§ Data shown:
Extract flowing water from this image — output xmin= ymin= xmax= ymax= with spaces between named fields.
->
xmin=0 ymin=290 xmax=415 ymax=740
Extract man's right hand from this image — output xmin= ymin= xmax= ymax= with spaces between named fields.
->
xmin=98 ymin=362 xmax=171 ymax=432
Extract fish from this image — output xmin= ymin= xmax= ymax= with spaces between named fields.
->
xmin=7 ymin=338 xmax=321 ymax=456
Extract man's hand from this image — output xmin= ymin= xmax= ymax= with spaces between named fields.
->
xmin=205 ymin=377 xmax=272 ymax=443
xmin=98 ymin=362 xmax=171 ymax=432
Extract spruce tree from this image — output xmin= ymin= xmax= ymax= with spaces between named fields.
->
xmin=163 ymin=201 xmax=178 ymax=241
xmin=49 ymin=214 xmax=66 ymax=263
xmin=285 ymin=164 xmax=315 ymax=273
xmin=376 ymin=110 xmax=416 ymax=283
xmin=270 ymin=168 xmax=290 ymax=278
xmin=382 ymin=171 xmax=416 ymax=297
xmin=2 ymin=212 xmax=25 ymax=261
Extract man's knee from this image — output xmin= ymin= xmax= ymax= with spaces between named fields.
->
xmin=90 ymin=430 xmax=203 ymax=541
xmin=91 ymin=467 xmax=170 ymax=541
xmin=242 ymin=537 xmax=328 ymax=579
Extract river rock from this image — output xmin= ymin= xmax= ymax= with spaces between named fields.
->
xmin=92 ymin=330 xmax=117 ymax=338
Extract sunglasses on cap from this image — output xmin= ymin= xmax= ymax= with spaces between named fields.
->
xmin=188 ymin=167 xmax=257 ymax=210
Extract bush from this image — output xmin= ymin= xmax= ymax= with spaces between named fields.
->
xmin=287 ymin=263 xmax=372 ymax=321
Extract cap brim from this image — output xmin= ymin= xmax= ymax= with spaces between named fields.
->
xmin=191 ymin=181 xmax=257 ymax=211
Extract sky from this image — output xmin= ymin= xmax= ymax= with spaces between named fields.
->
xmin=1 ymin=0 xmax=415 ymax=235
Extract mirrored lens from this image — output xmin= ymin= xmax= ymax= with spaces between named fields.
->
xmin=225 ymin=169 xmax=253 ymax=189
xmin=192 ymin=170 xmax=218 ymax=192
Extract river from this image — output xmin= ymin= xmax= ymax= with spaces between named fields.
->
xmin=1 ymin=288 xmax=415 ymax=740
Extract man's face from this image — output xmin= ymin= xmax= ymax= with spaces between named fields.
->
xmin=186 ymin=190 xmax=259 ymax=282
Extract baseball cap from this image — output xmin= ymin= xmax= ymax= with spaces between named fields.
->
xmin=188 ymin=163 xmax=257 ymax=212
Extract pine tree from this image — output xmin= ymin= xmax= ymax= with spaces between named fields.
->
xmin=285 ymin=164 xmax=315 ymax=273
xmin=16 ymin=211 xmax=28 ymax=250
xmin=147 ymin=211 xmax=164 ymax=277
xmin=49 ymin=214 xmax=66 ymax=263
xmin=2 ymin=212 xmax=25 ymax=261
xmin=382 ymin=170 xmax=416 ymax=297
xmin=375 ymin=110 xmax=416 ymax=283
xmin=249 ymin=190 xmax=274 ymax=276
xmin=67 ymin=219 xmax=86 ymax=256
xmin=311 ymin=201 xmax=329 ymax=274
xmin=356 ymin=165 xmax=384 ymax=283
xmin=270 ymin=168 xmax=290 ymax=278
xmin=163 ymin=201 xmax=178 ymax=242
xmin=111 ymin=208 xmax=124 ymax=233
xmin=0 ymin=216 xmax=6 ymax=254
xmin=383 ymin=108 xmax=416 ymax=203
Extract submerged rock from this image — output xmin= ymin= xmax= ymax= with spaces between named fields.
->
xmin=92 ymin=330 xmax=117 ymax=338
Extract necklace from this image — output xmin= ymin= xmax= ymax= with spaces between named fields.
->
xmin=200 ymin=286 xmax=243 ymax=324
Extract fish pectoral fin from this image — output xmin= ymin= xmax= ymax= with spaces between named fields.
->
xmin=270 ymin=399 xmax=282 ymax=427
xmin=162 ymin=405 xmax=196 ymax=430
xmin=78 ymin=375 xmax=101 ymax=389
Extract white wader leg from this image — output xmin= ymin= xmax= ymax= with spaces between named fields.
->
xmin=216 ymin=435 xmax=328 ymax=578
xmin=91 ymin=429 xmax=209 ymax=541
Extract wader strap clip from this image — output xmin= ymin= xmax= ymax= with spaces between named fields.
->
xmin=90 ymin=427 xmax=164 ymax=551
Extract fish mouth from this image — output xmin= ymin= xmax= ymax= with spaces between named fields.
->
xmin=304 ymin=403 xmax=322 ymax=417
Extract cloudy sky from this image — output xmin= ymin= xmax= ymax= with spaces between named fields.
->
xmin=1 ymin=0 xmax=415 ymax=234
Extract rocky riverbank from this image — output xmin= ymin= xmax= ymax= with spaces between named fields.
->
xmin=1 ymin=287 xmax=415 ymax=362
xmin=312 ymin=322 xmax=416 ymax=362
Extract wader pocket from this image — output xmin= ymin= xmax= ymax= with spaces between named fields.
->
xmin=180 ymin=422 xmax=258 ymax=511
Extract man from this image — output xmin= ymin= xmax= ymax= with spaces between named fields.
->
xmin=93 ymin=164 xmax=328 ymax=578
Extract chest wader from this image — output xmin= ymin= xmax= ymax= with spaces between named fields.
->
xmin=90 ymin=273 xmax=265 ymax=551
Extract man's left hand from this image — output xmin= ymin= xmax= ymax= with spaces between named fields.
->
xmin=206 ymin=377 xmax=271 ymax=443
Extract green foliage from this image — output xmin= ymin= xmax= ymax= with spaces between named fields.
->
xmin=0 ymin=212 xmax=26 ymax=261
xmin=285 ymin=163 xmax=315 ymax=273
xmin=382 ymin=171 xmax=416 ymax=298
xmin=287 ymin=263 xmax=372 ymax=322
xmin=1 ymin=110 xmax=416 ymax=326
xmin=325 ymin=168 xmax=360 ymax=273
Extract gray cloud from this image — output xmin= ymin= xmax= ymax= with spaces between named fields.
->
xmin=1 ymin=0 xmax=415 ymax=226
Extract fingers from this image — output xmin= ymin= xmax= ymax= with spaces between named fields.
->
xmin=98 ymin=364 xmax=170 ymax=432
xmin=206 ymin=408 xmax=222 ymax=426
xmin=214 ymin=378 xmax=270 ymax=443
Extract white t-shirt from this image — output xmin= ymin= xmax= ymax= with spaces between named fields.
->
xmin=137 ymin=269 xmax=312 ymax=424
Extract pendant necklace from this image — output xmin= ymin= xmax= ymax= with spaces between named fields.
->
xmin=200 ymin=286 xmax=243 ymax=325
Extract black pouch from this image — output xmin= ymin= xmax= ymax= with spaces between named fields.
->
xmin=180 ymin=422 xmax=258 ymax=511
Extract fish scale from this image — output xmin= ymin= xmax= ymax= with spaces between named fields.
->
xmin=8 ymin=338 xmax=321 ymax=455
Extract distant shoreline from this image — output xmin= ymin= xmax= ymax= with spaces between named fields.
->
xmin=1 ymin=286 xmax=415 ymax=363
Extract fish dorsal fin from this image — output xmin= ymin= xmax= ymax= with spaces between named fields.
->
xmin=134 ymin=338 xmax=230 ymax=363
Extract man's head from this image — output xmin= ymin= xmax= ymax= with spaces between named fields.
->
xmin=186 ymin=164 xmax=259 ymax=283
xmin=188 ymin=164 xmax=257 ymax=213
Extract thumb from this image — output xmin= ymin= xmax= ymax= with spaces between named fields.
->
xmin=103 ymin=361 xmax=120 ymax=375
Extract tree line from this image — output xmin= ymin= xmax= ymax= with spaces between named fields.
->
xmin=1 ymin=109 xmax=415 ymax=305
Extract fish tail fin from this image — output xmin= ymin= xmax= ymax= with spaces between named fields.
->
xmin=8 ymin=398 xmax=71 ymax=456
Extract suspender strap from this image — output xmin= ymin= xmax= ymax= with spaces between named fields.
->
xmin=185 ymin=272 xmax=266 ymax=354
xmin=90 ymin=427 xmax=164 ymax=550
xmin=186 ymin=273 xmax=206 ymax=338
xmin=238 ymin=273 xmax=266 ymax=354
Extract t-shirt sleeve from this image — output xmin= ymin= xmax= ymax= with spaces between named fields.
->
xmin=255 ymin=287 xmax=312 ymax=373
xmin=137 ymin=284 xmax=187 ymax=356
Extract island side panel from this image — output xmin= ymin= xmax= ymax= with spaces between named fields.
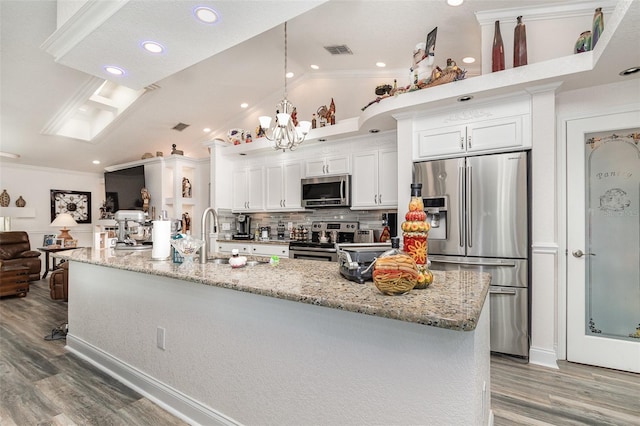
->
xmin=67 ymin=261 xmax=490 ymax=425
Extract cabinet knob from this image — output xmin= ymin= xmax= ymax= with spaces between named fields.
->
xmin=374 ymin=194 xmax=377 ymax=204
xmin=379 ymin=194 xmax=382 ymax=203
xmin=460 ymin=137 xmax=464 ymax=150
xmin=283 ymin=200 xmax=286 ymax=207
xmin=467 ymin=136 xmax=472 ymax=148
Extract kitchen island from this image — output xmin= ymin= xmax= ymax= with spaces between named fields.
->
xmin=56 ymin=248 xmax=491 ymax=425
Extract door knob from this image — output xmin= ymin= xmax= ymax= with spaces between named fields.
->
xmin=572 ymin=249 xmax=595 ymax=258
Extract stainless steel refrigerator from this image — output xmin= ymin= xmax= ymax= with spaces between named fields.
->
xmin=413 ymin=151 xmax=530 ymax=358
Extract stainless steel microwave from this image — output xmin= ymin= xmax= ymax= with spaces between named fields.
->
xmin=301 ymin=175 xmax=351 ymax=208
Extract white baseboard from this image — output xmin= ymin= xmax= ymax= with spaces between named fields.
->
xmin=65 ymin=334 xmax=239 ymax=426
xmin=529 ymin=346 xmax=559 ymax=369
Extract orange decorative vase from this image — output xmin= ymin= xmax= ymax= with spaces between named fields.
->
xmin=400 ymin=183 xmax=433 ymax=288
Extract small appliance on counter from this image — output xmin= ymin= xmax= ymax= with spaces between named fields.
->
xmin=260 ymin=226 xmax=271 ymax=241
xmin=354 ymin=230 xmax=374 ymax=243
xmin=233 ymin=214 xmax=252 ymax=240
xmin=337 ymin=243 xmax=391 ymax=284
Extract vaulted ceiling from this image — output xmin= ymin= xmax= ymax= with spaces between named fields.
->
xmin=1 ymin=0 xmax=638 ymax=173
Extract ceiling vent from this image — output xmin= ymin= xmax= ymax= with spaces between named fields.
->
xmin=172 ymin=122 xmax=190 ymax=131
xmin=324 ymin=45 xmax=353 ymax=55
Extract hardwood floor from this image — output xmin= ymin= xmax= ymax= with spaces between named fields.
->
xmin=1 ymin=278 xmax=639 ymax=425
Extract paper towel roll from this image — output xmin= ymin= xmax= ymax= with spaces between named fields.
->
xmin=152 ymin=220 xmax=171 ymax=260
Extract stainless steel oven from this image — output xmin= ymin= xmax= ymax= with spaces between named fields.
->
xmin=289 ymin=221 xmax=358 ymax=262
xmin=289 ymin=245 xmax=337 ymax=262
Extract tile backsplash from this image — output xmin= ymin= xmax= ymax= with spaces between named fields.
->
xmin=216 ymin=208 xmax=398 ymax=240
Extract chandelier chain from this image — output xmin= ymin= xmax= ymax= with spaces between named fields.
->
xmin=283 ymin=22 xmax=288 ymax=98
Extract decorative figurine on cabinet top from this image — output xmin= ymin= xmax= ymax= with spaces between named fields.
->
xmin=171 ymin=144 xmax=184 ymax=155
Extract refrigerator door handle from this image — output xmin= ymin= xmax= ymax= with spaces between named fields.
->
xmin=490 ymin=288 xmax=517 ymax=295
xmin=458 ymin=164 xmax=464 ymax=247
xmin=466 ymin=164 xmax=472 ymax=248
xmin=431 ymin=258 xmax=517 ymax=267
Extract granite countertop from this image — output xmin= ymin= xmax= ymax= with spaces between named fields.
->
xmin=55 ymin=248 xmax=490 ymax=332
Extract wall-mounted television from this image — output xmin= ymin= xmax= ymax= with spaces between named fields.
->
xmin=104 ymin=165 xmax=146 ymax=213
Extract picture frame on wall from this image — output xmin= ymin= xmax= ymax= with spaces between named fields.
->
xmin=50 ymin=189 xmax=91 ymax=224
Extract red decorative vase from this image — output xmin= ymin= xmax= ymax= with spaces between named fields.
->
xmin=514 ymin=16 xmax=527 ymax=67
xmin=492 ymin=20 xmax=505 ymax=72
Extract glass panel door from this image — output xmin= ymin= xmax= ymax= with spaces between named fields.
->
xmin=585 ymin=130 xmax=640 ymax=342
xmin=566 ymin=112 xmax=640 ymax=373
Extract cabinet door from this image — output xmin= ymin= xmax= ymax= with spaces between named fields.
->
xmin=247 ymin=166 xmax=264 ymax=211
xmin=325 ymin=154 xmax=350 ymax=175
xmin=467 ymin=116 xmax=522 ymax=153
xmin=217 ymin=242 xmax=250 ymax=254
xmin=378 ymin=149 xmax=398 ymax=207
xmin=231 ymin=169 xmax=248 ymax=211
xmin=415 ymin=125 xmax=465 ymax=160
xmin=305 ymin=158 xmax=326 ymax=177
xmin=265 ymin=164 xmax=284 ymax=210
xmin=251 ymin=244 xmax=289 ymax=257
xmin=352 ymin=152 xmax=378 ymax=208
xmin=283 ymin=161 xmax=302 ymax=209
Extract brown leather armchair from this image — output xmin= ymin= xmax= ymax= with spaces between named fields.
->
xmin=0 ymin=231 xmax=41 ymax=281
xmin=49 ymin=261 xmax=68 ymax=301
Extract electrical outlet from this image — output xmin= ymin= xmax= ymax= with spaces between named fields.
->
xmin=287 ymin=222 xmax=293 ymax=230
xmin=157 ymin=326 xmax=166 ymax=350
xmin=222 ymin=222 xmax=231 ymax=231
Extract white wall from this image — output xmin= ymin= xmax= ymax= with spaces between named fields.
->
xmin=0 ymin=163 xmax=103 ymax=267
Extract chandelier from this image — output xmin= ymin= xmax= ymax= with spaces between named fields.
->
xmin=259 ymin=22 xmax=311 ymax=151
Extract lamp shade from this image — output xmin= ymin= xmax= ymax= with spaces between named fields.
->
xmin=51 ymin=213 xmax=78 ymax=228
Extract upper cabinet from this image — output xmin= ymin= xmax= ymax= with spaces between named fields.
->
xmin=265 ymin=161 xmax=303 ymax=210
xmin=351 ymin=148 xmax=398 ymax=210
xmin=304 ymin=154 xmax=351 ymax=177
xmin=232 ymin=165 xmax=264 ymax=212
xmin=413 ymin=94 xmax=531 ymax=161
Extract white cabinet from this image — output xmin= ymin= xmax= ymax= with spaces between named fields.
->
xmin=232 ymin=166 xmax=264 ymax=212
xmin=217 ymin=241 xmax=250 ymax=254
xmin=413 ymin=96 xmax=531 ymax=161
xmin=217 ymin=241 xmax=289 ymax=257
xmin=352 ymin=148 xmax=398 ymax=209
xmin=305 ymin=154 xmax=350 ymax=177
xmin=266 ymin=161 xmax=302 ymax=210
xmin=251 ymin=244 xmax=289 ymax=257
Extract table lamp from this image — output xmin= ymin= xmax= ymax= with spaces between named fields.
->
xmin=51 ymin=213 xmax=78 ymax=241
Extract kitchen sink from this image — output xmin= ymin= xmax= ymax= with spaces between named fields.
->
xmin=209 ymin=258 xmax=229 ymax=264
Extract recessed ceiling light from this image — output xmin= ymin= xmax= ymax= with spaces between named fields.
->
xmin=0 ymin=151 xmax=20 ymax=159
xmin=462 ymin=57 xmax=476 ymax=64
xmin=142 ymin=41 xmax=165 ymax=54
xmin=104 ymin=66 xmax=125 ymax=76
xmin=457 ymin=95 xmax=474 ymax=102
xmin=92 ymin=160 xmax=101 ymax=165
xmin=447 ymin=0 xmax=464 ymax=6
xmin=310 ymin=64 xmax=319 ymax=70
xmin=194 ymin=6 xmax=219 ymax=24
xmin=376 ymin=62 xmax=386 ymax=68
xmin=240 ymin=103 xmax=248 ymax=109
xmin=286 ymin=72 xmax=294 ymax=78
xmin=203 ymin=127 xmax=211 ymax=133
xmin=619 ymin=66 xmax=640 ymax=76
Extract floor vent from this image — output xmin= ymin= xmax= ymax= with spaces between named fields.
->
xmin=324 ymin=44 xmax=353 ymax=55
xmin=172 ymin=122 xmax=190 ymax=131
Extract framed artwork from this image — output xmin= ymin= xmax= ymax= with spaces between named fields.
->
xmin=425 ymin=27 xmax=437 ymax=57
xmin=43 ymin=234 xmax=57 ymax=246
xmin=50 ymin=189 xmax=92 ymax=224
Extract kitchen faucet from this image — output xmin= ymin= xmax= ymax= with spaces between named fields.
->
xmin=199 ymin=207 xmax=219 ymax=264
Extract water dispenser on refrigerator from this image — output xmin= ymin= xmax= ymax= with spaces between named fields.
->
xmin=423 ymin=196 xmax=447 ymax=240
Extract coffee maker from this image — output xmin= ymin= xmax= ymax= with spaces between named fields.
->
xmin=234 ymin=214 xmax=251 ymax=240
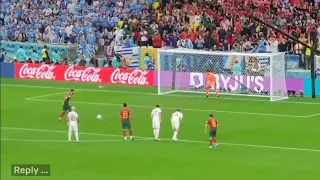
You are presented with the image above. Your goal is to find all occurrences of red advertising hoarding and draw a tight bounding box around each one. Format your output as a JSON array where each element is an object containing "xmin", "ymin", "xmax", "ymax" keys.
[{"xmin": 15, "ymin": 63, "xmax": 154, "ymax": 86}]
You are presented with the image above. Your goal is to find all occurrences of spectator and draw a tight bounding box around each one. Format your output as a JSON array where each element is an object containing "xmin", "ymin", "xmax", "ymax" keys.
[
  {"xmin": 144, "ymin": 53, "xmax": 151, "ymax": 70},
  {"xmin": 16, "ymin": 46, "xmax": 27, "ymax": 63},
  {"xmin": 51, "ymin": 50, "xmax": 61, "ymax": 64},
  {"xmin": 140, "ymin": 31, "xmax": 149, "ymax": 47},
  {"xmin": 30, "ymin": 50, "xmax": 41, "ymax": 62},
  {"xmin": 184, "ymin": 38, "xmax": 194, "ymax": 49},
  {"xmin": 41, "ymin": 45, "xmax": 49, "ymax": 62},
  {"xmin": 232, "ymin": 61, "xmax": 242, "ymax": 75},
  {"xmin": 90, "ymin": 57, "xmax": 99, "ymax": 67},
  {"xmin": 196, "ymin": 35, "xmax": 205, "ymax": 50},
  {"xmin": 112, "ymin": 54, "xmax": 121, "ymax": 68},
  {"xmin": 305, "ymin": 39, "xmax": 312, "ymax": 70},
  {"xmin": 258, "ymin": 35, "xmax": 267, "ymax": 53},
  {"xmin": 269, "ymin": 37, "xmax": 279, "ymax": 53},
  {"xmin": 147, "ymin": 59, "xmax": 155, "ymax": 70},
  {"xmin": 0, "ymin": 49, "xmax": 6, "ymax": 63}
]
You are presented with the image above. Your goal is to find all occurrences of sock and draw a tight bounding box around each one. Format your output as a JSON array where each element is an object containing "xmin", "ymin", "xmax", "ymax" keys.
[
  {"xmin": 68, "ymin": 132, "xmax": 72, "ymax": 141},
  {"xmin": 215, "ymin": 89, "xmax": 220, "ymax": 96},
  {"xmin": 210, "ymin": 139, "xmax": 213, "ymax": 146},
  {"xmin": 129, "ymin": 130, "xmax": 133, "ymax": 136},
  {"xmin": 206, "ymin": 88, "xmax": 210, "ymax": 96},
  {"xmin": 153, "ymin": 129, "xmax": 156, "ymax": 138},
  {"xmin": 155, "ymin": 129, "xmax": 160, "ymax": 139},
  {"xmin": 60, "ymin": 112, "xmax": 66, "ymax": 118},
  {"xmin": 173, "ymin": 132, "xmax": 178, "ymax": 139},
  {"xmin": 75, "ymin": 132, "xmax": 79, "ymax": 142},
  {"xmin": 123, "ymin": 130, "xmax": 126, "ymax": 137}
]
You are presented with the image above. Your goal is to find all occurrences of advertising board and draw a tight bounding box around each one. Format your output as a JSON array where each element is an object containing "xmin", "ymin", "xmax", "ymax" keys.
[{"xmin": 15, "ymin": 63, "xmax": 154, "ymax": 86}]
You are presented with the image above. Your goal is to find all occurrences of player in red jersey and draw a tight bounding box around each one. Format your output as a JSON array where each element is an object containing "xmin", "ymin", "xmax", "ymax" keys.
[
  {"xmin": 205, "ymin": 114, "xmax": 219, "ymax": 148},
  {"xmin": 59, "ymin": 89, "xmax": 75, "ymax": 121},
  {"xmin": 120, "ymin": 103, "xmax": 134, "ymax": 141}
]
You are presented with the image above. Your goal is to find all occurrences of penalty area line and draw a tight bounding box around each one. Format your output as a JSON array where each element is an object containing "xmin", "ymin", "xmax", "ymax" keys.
[
  {"xmin": 25, "ymin": 98, "xmax": 306, "ymax": 118},
  {"xmin": 25, "ymin": 90, "xmax": 84, "ymax": 100},
  {"xmin": 2, "ymin": 126, "xmax": 320, "ymax": 153}
]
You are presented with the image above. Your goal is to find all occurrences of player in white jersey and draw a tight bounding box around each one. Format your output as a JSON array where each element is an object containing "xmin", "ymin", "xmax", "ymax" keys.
[
  {"xmin": 67, "ymin": 106, "xmax": 80, "ymax": 142},
  {"xmin": 151, "ymin": 105, "xmax": 162, "ymax": 141},
  {"xmin": 171, "ymin": 109, "xmax": 183, "ymax": 142}
]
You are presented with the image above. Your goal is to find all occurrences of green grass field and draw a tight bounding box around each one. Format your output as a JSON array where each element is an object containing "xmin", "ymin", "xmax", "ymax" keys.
[{"xmin": 1, "ymin": 78, "xmax": 320, "ymax": 180}]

§ Required work: Report, with no additional words, how many lines in the records above contain the word "necklace".

§ Solution to the exercise: 2